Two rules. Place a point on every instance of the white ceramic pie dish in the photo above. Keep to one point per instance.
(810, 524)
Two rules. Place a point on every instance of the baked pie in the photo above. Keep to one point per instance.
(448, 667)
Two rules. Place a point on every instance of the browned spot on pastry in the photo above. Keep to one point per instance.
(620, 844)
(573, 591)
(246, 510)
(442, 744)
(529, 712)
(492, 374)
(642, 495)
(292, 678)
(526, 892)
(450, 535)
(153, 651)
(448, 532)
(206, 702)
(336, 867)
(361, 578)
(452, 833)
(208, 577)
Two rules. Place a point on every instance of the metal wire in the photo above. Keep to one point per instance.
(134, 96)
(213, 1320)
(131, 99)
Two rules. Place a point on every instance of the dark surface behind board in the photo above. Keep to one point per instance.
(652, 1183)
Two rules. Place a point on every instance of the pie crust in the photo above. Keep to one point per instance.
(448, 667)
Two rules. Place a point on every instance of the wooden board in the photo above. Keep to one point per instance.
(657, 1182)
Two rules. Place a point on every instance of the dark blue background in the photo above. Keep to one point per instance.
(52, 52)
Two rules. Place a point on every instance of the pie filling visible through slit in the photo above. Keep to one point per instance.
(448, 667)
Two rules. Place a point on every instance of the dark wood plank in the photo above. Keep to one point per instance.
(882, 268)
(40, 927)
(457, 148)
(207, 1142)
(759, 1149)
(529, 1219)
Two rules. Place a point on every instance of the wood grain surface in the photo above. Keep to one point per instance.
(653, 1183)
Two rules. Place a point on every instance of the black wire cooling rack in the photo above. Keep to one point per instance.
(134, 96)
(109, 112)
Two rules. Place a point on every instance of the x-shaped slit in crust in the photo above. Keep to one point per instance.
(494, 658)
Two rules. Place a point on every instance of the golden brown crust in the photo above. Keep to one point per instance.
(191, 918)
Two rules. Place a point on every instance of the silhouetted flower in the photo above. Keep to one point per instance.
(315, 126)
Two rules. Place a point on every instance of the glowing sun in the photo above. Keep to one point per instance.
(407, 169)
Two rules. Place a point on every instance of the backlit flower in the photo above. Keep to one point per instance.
::::::::::
TASK PROMPT: Copy, exactly as written, the lines above, beginning with the one that contains "the dark surface" and ending with the last.

TASK RESPONSE:
Two rules. Place a point on every instance of the dark surface behind board in the photo above. Keep to one point per instance.
(652, 1183)
Two rules. Place a point on every instance of the pie crust in the photo above. Keep to one point per instance.
(448, 667)
Two rules. Place a point on every instance of the wooden board in the photo above. Keep to one point per instance.
(657, 1182)
Two rules. Place a point on every instance of the dark blue background in the photo above. Keep to one point per instance.
(52, 52)
Two rules. Place a point on every instance of the pie filling visible through slit in the photo above. Keep to one point per instance.
(448, 667)
Two rules. Place a point on every instance of the dark wood plank in the photo above. Keep to one point per instance.
(882, 268)
(40, 927)
(457, 148)
(207, 1142)
(759, 1149)
(529, 1219)
Two rules. Place a point on every instance of the wood grain surface in the photo above. Keep to one point per instance.
(653, 1183)
Two rules. Place a point on every instance of the black wire cooling rack in the photo above. Keep to one point per instance.
(134, 96)
(109, 112)
Two rules. Place a point on every instance of the x-shaped slit in crust in the photo above. Keep to one point per instance.
(494, 658)
Two rules. Place a point on every instance of the golden brown crust in the photo above. Keep to one point per instance.
(191, 918)
Two rules. Place a point on every instance of the silhouetted flower in the photo above. Keep to one point per instance.
(315, 126)
Two rules. Place a point on every instance of the glowing sun in the photo above. Keep to one point per instance.
(407, 169)
Two rules. Place a point on every instance of the backlit flower in the photo above. Keep to one point per instance.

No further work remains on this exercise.